**EXERCISE BRIEF:**
Each line of the entries below that holds "sunlight" is needed, copied in full.

**EXTRACTED DATA:**
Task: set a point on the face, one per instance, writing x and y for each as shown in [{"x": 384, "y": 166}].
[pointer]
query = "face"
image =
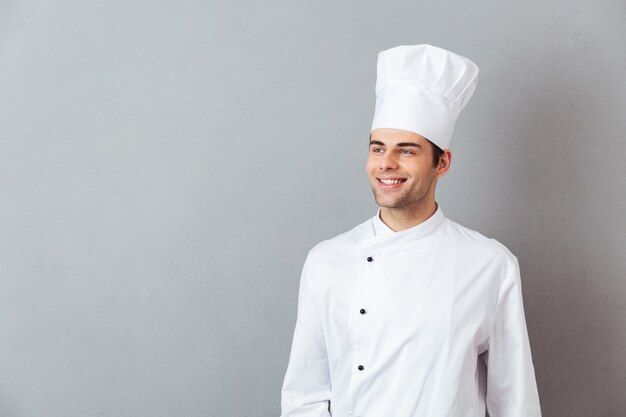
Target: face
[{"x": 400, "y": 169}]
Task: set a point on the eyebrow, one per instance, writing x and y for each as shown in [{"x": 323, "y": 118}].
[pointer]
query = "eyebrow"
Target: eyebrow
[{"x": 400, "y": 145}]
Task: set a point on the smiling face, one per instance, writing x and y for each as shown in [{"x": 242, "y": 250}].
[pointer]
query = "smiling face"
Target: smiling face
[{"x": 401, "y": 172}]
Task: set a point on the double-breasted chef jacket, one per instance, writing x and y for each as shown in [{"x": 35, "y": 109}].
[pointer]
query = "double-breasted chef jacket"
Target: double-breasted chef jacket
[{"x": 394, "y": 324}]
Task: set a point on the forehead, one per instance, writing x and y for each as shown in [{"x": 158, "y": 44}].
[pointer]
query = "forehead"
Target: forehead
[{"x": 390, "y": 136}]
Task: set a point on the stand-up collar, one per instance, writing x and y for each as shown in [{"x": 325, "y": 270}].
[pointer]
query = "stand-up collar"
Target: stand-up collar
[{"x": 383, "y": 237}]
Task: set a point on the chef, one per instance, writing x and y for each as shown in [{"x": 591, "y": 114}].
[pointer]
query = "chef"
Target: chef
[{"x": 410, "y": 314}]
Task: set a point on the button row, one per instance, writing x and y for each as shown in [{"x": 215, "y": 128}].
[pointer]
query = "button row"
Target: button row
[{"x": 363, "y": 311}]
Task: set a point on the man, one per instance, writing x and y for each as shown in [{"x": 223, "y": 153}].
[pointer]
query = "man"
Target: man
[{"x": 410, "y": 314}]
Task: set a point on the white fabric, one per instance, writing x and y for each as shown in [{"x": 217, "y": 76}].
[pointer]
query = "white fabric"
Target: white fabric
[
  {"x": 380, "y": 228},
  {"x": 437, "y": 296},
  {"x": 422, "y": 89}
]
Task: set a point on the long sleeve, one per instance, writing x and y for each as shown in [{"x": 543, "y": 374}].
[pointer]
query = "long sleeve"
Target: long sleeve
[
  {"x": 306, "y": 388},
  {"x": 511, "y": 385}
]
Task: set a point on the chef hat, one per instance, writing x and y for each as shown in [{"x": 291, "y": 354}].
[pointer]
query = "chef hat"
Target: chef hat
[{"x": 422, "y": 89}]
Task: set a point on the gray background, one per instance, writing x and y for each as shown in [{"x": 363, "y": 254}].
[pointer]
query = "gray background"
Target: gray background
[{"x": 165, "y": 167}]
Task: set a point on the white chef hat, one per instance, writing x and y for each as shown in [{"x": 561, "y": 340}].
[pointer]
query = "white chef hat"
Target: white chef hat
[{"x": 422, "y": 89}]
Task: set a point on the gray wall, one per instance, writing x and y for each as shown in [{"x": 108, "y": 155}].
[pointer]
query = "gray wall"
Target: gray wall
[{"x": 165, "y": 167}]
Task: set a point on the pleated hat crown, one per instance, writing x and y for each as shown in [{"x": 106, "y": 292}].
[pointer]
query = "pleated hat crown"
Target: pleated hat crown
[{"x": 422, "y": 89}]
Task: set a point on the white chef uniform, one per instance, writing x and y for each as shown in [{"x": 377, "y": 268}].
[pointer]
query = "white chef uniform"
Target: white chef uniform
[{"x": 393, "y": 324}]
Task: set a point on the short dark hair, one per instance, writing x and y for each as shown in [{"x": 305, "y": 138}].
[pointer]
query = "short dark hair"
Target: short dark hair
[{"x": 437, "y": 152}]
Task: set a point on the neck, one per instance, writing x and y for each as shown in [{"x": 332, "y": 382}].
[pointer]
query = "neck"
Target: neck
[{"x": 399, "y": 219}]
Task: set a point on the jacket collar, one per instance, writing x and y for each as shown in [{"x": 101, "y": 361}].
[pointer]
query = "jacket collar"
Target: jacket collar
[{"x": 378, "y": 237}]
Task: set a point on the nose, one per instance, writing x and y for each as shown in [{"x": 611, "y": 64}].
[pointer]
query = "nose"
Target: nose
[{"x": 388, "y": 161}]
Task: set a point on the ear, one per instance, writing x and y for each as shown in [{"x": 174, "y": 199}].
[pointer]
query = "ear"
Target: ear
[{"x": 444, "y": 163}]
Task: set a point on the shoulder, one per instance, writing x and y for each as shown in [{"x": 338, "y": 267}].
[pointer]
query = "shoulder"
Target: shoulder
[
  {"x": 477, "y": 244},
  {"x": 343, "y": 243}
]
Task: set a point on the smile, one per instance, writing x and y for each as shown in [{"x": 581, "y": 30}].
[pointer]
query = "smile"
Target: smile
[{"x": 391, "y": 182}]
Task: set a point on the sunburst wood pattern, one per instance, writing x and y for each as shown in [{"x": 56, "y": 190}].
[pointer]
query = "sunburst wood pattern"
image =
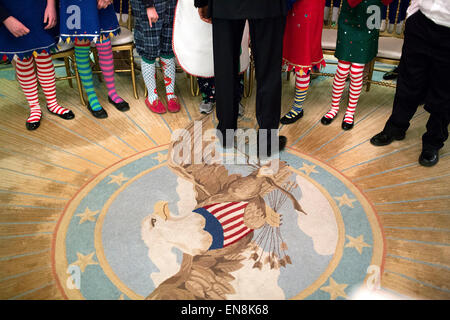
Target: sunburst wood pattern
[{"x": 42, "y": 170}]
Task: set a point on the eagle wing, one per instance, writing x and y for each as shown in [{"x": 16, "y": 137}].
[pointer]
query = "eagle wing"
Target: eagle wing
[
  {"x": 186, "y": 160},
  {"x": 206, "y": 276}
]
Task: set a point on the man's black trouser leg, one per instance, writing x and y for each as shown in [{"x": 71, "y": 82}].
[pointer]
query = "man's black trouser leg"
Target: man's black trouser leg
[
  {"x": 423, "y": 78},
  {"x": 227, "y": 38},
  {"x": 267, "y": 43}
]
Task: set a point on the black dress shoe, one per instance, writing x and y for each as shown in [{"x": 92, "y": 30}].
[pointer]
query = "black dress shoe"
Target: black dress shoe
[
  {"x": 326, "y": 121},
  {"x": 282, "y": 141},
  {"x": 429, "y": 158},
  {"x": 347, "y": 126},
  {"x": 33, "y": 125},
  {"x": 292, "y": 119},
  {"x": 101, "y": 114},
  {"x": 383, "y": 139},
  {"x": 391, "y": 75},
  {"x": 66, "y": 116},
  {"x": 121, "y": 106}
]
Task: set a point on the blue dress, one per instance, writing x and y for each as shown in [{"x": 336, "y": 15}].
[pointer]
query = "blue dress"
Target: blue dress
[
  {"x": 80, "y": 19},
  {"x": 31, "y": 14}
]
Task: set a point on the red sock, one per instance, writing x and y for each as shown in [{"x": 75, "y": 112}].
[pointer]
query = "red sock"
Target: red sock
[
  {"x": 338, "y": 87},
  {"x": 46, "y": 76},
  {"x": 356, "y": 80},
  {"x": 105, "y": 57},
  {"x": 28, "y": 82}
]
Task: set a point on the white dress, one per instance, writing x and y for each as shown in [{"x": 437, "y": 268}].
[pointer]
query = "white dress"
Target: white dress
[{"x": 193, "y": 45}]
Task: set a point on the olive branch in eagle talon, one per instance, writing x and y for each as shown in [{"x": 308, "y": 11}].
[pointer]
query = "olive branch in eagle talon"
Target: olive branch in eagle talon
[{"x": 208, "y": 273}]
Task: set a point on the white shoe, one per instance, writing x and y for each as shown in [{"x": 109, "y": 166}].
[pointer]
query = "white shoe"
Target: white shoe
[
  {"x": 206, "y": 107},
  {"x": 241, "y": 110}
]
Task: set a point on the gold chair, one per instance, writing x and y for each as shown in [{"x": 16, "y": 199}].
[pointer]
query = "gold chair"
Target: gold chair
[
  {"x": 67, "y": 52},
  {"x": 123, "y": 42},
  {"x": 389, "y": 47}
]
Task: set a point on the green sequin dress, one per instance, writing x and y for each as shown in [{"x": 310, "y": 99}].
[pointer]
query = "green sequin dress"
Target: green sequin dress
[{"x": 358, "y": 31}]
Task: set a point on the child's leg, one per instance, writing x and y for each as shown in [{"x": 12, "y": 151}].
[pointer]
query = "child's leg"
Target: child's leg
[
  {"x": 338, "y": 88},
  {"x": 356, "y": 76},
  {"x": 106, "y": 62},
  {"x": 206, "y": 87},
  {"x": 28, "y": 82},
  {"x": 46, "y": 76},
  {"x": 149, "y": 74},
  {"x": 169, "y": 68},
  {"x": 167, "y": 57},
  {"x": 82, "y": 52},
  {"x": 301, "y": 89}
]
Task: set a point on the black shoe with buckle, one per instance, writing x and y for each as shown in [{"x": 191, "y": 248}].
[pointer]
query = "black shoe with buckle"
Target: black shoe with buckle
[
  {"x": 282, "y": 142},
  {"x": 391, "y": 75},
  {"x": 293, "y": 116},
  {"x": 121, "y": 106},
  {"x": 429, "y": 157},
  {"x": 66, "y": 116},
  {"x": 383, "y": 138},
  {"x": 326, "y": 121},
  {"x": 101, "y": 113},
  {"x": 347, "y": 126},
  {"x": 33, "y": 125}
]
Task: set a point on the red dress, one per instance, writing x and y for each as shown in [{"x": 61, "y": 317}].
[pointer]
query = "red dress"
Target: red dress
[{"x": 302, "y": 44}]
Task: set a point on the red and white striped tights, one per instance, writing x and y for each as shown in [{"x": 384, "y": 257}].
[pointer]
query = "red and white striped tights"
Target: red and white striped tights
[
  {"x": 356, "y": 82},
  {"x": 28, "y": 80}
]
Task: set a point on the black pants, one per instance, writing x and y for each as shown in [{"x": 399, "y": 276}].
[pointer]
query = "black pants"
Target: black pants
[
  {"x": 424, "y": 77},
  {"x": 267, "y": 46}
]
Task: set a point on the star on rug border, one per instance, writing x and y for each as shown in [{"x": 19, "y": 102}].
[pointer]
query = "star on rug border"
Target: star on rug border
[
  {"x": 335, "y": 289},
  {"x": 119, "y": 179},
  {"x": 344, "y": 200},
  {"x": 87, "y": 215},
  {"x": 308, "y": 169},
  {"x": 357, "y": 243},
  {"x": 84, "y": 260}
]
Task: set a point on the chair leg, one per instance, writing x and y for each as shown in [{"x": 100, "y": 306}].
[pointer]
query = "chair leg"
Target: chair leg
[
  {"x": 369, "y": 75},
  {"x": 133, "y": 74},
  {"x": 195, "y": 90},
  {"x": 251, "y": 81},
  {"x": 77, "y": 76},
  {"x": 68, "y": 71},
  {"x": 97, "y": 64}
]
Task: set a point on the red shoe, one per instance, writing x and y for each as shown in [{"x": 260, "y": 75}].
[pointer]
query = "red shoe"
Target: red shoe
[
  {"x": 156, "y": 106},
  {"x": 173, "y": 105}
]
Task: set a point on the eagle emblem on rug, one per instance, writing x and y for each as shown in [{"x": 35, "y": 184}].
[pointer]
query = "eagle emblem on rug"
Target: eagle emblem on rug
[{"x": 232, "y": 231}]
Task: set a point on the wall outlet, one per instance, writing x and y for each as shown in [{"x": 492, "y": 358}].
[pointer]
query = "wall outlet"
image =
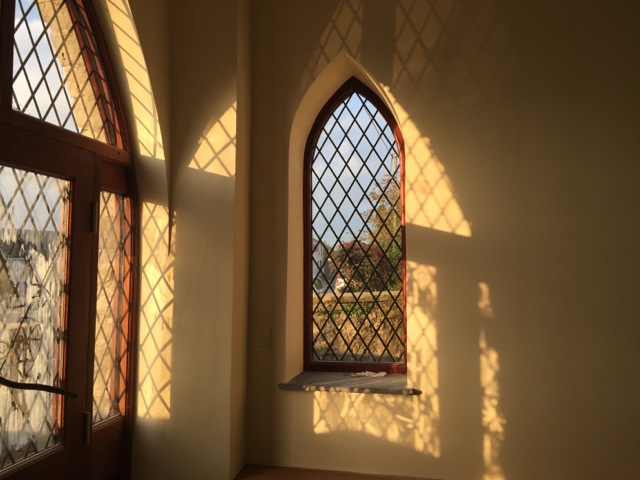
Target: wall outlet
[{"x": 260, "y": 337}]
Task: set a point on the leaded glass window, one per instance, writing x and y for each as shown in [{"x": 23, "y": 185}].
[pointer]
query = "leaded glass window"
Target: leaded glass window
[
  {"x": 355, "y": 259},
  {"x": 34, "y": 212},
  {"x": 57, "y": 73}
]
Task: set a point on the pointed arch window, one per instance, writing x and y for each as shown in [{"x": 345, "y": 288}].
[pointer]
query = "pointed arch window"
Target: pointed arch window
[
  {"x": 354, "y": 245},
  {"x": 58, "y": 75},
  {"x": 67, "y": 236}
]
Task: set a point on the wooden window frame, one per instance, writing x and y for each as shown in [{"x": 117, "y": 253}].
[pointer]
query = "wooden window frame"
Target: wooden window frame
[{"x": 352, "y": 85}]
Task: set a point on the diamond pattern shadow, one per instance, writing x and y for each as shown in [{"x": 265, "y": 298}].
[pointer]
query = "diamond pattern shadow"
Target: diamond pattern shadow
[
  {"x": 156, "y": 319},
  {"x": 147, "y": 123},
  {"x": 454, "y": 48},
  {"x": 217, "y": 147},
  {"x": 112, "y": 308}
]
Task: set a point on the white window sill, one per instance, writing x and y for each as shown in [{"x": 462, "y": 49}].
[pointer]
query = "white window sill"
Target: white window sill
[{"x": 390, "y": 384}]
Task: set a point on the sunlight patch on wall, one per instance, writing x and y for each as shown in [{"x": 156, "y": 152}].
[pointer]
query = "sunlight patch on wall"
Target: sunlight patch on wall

**EXPECTED ANSWER:**
Task: set a point on the sunlight patch on wall, one per instance, writing x and y for each as shown in [{"x": 156, "y": 152}].
query = "sunlight patch on wall"
Target: sunlight patch on wall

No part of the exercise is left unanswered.